[begin Task inputs]

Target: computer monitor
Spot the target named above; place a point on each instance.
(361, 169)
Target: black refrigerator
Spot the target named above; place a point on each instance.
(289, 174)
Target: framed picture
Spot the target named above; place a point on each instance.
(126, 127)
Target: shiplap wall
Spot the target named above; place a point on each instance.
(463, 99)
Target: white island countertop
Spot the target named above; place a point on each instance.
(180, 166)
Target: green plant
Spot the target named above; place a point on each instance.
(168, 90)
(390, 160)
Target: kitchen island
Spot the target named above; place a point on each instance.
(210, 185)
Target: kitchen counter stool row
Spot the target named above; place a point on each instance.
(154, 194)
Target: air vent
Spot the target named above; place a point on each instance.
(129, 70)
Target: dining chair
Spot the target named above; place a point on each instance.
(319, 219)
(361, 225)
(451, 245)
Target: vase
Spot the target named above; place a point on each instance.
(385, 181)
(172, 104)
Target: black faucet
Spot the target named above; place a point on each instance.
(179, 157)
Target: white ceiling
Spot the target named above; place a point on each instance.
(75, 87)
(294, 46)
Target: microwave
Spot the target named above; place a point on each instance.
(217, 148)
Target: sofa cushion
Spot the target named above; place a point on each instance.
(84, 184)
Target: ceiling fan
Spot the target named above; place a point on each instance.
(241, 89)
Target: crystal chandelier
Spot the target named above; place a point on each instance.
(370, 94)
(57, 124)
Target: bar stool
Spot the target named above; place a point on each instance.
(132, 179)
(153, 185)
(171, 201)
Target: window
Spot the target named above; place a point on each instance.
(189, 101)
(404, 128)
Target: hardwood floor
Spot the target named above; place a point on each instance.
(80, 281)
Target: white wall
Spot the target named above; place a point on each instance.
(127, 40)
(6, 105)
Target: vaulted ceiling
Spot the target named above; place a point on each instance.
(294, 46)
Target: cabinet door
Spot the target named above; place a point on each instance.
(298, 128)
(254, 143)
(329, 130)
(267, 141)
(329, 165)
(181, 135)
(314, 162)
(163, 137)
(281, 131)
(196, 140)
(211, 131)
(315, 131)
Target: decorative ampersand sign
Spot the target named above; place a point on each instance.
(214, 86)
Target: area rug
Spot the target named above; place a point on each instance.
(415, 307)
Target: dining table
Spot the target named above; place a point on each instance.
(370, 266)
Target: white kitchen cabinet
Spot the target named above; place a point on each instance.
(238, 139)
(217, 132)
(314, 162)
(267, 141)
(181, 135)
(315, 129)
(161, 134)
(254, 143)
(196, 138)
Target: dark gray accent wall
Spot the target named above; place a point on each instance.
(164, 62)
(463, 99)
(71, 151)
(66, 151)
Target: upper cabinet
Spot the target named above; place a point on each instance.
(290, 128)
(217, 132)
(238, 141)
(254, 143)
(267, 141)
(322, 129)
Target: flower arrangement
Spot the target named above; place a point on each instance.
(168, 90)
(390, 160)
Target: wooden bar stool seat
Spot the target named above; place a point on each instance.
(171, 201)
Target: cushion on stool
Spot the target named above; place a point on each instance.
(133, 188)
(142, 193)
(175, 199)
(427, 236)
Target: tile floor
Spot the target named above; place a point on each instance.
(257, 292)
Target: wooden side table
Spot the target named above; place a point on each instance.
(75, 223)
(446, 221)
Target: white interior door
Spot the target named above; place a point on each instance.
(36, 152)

[end Task inputs]

What is asked: Rewrite everything from the line containing "Target: flower arrangement" down to the end of the records, requests included, and raise every coordinate in the answer points by 25.

Answer to the problem:
Target: flower arrangement
Spot the target named above; place a point on each instance.
(193, 115)
(415, 185)
Target: wooden bar stool seat
Spot the target named above; place a point on each instance.
(196, 226)
Target: cushion on stool
Spot the target named above; place a point on each instance.
(158, 213)
(167, 218)
(200, 224)
(452, 261)
Target: tile floor
Spot the target named above; place a point on each instance.
(282, 317)
Target: wooden side table
Spot the target named above; place a point on each instance.
(100, 248)
(471, 246)
Target: white interior door
Spot the target named above; place a point on each instance.
(61, 177)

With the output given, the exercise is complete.